• SET TASK 1
Pull out the rows beginning with the line that contains "-- sample [132,66]." and ending with the final row, both ends included, and reproduce them character for character.
• SET TASK 2
Extend the text on whether sunlight has weight, starting right after its last sentence.

• TEXT EXCERPT
Does sunlight have weight? If so, how many ounces-pounds-tons of sunlight are falling on the surface of the Earth at any given moment?


Sunlight, composed of photons reaching the earth, has no weight. It has energy, but from the equation E=mc2, an equivalent mass to this energy can be found. This, however, does not mean that the mass of the earth increases.

To roughly estimate the incident solar power (energy per second), the average radiation flux incident on the earth surface of about 1000 Watts/m2 is multiplied by one half of the area of the earth (5 E14 m2) to yield 2.5E17 Watts. From E=mC2, the mass equivalent to this energy is about 2.8 kg/seconds.

Ali Khounsary, Ph.D.
Argonne National Laboratory

This is one of the strange aspects of quantum mechanics. Sunlight, composed of photons of various energies, has MOMENTUM but no MASS. That is, it does not "weigh" anything in the usual sense that we use the term "weigh" because the earth's gravitational field has almost no effect upon photons. They are not attracted by the force of gravity. When we "weigh" some object that has a certain mass, we measure the force that the earth exerts upon that mass. When our scale, or balance, comes to equilibrium the force of gravity is just balanced by the extension/compression of a spring or by the "weights" we place in the other pan of the balance. Of course electronic balances operate on a somewhat different principle of piezo-electrical effects, but the principle is the same. The mass comes to rest, and hence has a "rest mass". Since photons, at least from the Sun, always travel at the speed of light they can have no "rest mass". However, they can and do exert a force, e.g. solar "winds". Quantum mechanics is weird.

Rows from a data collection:

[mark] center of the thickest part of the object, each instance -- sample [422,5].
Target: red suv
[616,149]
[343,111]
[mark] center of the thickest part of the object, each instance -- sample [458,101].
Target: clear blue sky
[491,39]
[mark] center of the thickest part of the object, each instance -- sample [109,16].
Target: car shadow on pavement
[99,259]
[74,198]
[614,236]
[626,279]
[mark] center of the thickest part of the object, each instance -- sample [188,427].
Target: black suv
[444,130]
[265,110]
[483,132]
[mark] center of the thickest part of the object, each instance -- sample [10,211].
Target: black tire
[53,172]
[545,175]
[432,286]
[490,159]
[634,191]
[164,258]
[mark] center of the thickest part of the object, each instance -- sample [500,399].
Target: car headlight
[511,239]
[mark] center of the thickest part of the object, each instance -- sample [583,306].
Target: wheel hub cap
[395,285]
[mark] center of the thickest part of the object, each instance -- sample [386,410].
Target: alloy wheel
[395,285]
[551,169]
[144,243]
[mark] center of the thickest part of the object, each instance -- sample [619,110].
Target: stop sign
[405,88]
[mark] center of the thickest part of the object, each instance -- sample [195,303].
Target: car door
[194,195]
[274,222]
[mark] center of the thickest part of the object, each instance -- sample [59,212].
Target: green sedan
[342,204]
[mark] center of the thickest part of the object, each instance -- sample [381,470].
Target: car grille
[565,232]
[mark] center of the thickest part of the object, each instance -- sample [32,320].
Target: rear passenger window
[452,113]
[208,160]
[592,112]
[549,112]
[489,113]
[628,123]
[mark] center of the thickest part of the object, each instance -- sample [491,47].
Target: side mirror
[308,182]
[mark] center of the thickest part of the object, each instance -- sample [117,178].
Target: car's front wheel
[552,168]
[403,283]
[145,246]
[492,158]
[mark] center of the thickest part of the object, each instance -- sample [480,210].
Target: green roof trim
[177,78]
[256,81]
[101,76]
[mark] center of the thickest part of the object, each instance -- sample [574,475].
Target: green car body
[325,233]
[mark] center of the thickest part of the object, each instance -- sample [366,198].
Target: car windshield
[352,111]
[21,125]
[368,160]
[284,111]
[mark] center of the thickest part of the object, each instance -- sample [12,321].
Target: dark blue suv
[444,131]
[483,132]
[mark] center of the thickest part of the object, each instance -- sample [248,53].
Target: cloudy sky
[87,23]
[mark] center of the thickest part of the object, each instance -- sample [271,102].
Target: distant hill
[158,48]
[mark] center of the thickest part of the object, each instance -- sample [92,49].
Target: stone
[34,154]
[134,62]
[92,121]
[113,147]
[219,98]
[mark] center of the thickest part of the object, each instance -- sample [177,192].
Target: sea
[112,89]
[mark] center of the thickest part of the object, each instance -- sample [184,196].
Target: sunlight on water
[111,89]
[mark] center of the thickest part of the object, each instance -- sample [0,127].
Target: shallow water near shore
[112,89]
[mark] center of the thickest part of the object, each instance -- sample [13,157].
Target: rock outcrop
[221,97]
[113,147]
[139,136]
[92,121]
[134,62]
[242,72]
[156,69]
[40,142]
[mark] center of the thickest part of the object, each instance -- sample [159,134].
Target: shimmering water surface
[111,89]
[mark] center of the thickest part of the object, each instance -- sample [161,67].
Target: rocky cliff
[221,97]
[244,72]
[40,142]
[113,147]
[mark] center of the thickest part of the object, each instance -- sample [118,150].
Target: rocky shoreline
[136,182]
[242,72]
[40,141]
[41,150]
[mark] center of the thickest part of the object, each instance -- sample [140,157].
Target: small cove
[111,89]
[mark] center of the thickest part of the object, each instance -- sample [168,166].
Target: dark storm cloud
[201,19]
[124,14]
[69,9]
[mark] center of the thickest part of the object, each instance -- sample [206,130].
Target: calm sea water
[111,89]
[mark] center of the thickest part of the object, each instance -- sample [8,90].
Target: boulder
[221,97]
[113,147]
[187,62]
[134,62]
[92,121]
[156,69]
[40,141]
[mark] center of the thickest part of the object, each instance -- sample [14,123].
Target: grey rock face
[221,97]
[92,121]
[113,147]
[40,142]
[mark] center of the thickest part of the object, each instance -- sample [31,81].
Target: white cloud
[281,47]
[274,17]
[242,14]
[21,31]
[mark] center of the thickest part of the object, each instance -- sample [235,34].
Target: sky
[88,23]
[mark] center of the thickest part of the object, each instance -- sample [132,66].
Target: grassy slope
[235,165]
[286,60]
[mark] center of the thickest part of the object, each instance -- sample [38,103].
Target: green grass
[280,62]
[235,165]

• FINAL RESULT 1
[mark] center of the thickest part of the object, each instance -- sample [132,66].
Target: grassy slope
[235,165]
[286,60]
[mark] center of the thickest part of the object, each instance -- sample [38,103].
Target: green grass
[280,62]
[235,165]

• FINAL RESULT 2
Things get even weirder. Photons have a spin of "1" and things with integral spin (as opposed to electrons and protons that have spin "1/2") can all occupy the same energy level. Identical spin "1/2" cannot. That is why we have atoms filling various shells as electrons are added. No two electrons can have the same set of quantum numbers. At temperatures only about 10^-6 Kelvins quantum effects, not seen at higher temperatures, become manifest. By some careful quantum mechanical "tricks" it is possible to slow the photons down to essentially zero velocity. Certain atoms can be strung together and behave as a single hyper-atom composed of hundreds of individual atoms. The atoms lose their individual identity! It is not like they condense out from vapor to liquid. The individual atoms no longer have an individual identity.

Under these conditions, our intuition has to be abandoned. It just does not work. We have to hold on and let the mathematics tell us what to "expect" because our intuition is not going to give us any insight, and in fact will lead to all sorts of paradoxes and apparent contradictions. It all started with the double slit experiment by Young. And physicists still ponder and argue what Young's results "mean".

Vince Calder

Since sunlight has energy, it also has a mass associated with it as indicated by Einstein's famous equation E = mc^2 or m = E/(c^2).

An elementary textbook says the sun converts 4.2 x 10^9 kg of mass to energy every second. Using this number, we can estimate the amount of energy (mass) from the sun hitting the earth by calculating the fraction of the entire solid angle the earth intercepts as seen by the sun. Since the diameter of the earth is about 1.3 x 10^7 m and it is 1.5 x 10^11 m from the sun, it subtends an angle of about 8.7 x 10^-5 radians. If we square this angle and divide by 4 pi = 12.6, we get the solid angle fraction subtended by the earth, which I calculate to be about 6 x 10^-10 of the entire solid angle. Multiplying this by the 4.2 x 10^9 kg burned by the sun every second and we obtain 2.5 kg/s as the mass of the photons (light) from the sun striking the earth every second.

There is another way to guesstimate this number using the rough estimate of 1 kW/m^2 as the energy of the sunlight striking the earth. Multiplying this by the area of a disk with the area of the cross section of the earth (pi x R^2 = 1.3 x 10^14 m^2) gives 1.3 x 10^17 J/s. Dividing this by the velocity of light squared (c^2 = 9 x 10^16) gives 1.4 kg/s. I consider this to be in excellent agreement with the figure of 2.5 kg/s obtained above.

Please let me know if you find this less than clear or would like more information or explanation.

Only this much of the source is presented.